[Stored items]
>>>>>

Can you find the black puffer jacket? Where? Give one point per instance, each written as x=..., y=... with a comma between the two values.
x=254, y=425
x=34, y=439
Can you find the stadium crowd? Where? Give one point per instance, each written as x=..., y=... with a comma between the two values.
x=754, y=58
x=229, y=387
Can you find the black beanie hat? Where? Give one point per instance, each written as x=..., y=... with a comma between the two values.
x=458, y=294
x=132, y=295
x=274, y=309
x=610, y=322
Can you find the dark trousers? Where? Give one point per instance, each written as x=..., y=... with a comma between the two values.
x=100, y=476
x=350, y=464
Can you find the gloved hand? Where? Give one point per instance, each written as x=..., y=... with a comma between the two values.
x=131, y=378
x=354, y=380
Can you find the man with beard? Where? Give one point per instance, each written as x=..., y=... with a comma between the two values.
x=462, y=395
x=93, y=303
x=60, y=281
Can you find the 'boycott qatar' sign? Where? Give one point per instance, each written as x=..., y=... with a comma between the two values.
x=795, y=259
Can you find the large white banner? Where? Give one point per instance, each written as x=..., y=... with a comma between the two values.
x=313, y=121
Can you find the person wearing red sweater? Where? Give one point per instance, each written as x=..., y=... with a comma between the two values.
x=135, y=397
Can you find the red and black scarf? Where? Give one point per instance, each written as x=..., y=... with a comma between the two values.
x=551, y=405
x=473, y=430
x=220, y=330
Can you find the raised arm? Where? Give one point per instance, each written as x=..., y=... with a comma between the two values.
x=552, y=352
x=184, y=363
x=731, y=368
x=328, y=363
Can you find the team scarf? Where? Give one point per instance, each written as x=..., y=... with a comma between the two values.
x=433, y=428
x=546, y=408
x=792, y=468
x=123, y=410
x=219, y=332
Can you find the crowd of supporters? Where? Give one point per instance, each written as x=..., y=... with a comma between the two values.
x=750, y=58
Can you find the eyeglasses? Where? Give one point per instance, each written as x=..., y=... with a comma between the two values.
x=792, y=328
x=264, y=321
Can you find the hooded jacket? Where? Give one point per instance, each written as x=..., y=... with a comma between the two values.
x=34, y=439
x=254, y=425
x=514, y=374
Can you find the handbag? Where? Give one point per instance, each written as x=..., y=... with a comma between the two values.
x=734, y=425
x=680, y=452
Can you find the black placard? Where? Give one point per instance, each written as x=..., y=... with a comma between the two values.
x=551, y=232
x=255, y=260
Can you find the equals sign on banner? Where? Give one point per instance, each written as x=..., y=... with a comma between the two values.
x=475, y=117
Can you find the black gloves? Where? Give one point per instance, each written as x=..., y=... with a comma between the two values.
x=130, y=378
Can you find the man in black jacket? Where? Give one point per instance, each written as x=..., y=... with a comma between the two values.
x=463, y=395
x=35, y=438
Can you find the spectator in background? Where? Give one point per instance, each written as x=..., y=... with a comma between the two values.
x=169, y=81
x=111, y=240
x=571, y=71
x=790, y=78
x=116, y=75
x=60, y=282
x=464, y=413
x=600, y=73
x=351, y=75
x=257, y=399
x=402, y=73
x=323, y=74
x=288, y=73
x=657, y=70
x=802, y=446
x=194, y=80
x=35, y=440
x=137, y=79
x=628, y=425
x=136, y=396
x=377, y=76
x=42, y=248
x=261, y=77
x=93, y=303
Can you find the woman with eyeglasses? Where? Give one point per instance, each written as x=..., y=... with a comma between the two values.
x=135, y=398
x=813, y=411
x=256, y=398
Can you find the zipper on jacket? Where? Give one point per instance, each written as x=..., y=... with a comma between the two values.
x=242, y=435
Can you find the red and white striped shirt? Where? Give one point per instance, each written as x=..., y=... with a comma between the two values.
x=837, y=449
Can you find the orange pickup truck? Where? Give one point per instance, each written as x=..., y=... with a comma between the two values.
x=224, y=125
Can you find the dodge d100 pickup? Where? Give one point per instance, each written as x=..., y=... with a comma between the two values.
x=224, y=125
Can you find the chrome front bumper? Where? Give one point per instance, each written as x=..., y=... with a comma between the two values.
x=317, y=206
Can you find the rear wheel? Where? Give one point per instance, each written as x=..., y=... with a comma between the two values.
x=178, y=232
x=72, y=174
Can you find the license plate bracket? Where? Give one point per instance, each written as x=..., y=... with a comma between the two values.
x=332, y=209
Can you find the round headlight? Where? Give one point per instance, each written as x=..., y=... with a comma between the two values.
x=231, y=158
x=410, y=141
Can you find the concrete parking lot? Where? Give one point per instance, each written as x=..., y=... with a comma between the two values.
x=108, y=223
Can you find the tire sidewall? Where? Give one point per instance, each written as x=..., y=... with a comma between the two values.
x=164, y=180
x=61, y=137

<<<<<

Print the records above once again, exactly as written.

Can you find the black puffer jacket? Where? Give one point per instance, each written as x=..., y=... with a comma between the two values.
x=254, y=425
x=34, y=439
Can you find the stadium crowd? Where? Give one point per instance, each written as x=..., y=... with a comma between the two values.
x=754, y=58
x=229, y=387
Can you find the black beanie hat? Where? Give one point per instance, each written as x=..., y=... with a comma between the two values.
x=458, y=294
x=132, y=295
x=274, y=309
x=610, y=322
Can you find the dark trousers? Where? Give one point per instance, each written as x=..., y=... with a comma between the two values.
x=100, y=476
x=350, y=464
Can you find the gloved hand? Where? Give one point per instance, each written as x=..., y=... with a comma between the two values.
x=131, y=378
x=354, y=380
Can you find the man with beard? Where? Give one point per instance, each written as x=..., y=... with a comma between the two values.
x=462, y=395
x=93, y=303
x=60, y=281
Can you find the 'boycott qatar' sign? Where? Give one point per instance, each written as x=..., y=... with a comma between the two values.
x=795, y=259
Can you find the large white banner? Where? Give one point per instance, each written as x=..., y=... with a comma between the two values.
x=313, y=121
Can you find the person wearing red sweater? Where? Give one point per instance, each written as x=..., y=... with a comma between the two values.
x=135, y=397
Can you find the red and black scarf? Where? Give one point per instance, each written as x=..., y=... with a comma between the two values.
x=551, y=405
x=473, y=430
x=220, y=330
Can you find the raised arm? Where? Give one point per instance, each written as x=..., y=... with a comma between the two values.
x=552, y=352
x=184, y=363
x=731, y=368
x=328, y=363
Can you find the team scarf? Where? Give one point per instance, each written as x=..., y=... with a comma between the two values.
x=433, y=428
x=546, y=408
x=792, y=468
x=123, y=410
x=219, y=332
Can you find the crowd of supporters? Where? Give one point per instance, each written as x=..., y=... with a comma between the two values.
x=750, y=58
Can you find the eyeglasses? Where? Give one point per instance, each written as x=..., y=... with a comma between the two values.
x=792, y=328
x=264, y=321
Can you find the hooded jacket? Where? Give one point per instance, each written as x=..., y=... with a comma between the two values.
x=34, y=439
x=254, y=425
x=514, y=374
Can you find the handbag? Where? Give one point per instance, each written as x=..., y=... with a comma between the two values.
x=734, y=425
x=680, y=452
Can you find the black placard? Where? Give one point per instance, each written as x=..., y=... with a comma between the two values.
x=551, y=232
x=255, y=260
Can you find the equals sign on banner? Where? Give one point per instance, each written as x=..., y=... with a comma between the two values.
x=475, y=117
Can you find the black gloves? Where? Give one point per instance, each written as x=..., y=... with a comma between the two values.
x=130, y=378
Can you find the man in black jacket? Where? Give one point per instance, each written as x=..., y=... with a comma between the two values.
x=463, y=395
x=35, y=438
Can you find the spectator in background? Where? Give one point per instance, each written as x=..., y=... with a comma between the two values.
x=169, y=81
x=111, y=240
x=571, y=71
x=790, y=78
x=116, y=75
x=60, y=282
x=464, y=413
x=600, y=73
x=351, y=75
x=257, y=399
x=402, y=73
x=323, y=74
x=288, y=73
x=657, y=70
x=802, y=446
x=194, y=80
x=35, y=440
x=137, y=79
x=628, y=425
x=136, y=396
x=377, y=76
x=42, y=248
x=261, y=77
x=93, y=303
Can you find the woman with eyeglasses? Where? Give one point per instance, each written as x=..., y=... with a comma between the two values.
x=135, y=398
x=813, y=411
x=256, y=398
Can you find the zipper on jacket? Where? Give one point per instance, each written as x=..., y=... with a comma between the two values.
x=242, y=435
Can you find the red and white striped shirt? Where? Give one point per instance, each written as x=..., y=... with a comma between the two values.
x=837, y=449
Can you find the orange pickup truck? Where? Give one point per instance, each written as x=..., y=... with a comma between the two values.
x=224, y=125
Can you find the dodge d100 pickup? Where? Give one point per instance, each written as x=..., y=... with a comma between the two values.
x=224, y=125
Can you find the chrome front bumper? Where? Give one point per instance, each written as x=..., y=... with a comma between the two values.
x=317, y=206
Can you find the rear wheel? Where? Give one point per instance, each written as x=..., y=... with a comma between the two values.
x=178, y=232
x=72, y=174
Can you find the license plate bracket? Where? Give one point per instance, each written as x=..., y=... with a comma between the two values.
x=332, y=209
Can you find the round headlight? Where? Give one point per instance, each written as x=..., y=... with a comma between the two values.
x=231, y=158
x=410, y=141
Can you find the concrete parking lot? Where? Give one point per instance, each written as x=..., y=... with a comma between the two values.
x=108, y=223
Can you find the tire sidewall? Where? Give one point per instance, each written as x=..., y=... with a comma between the two values.
x=164, y=180
x=61, y=137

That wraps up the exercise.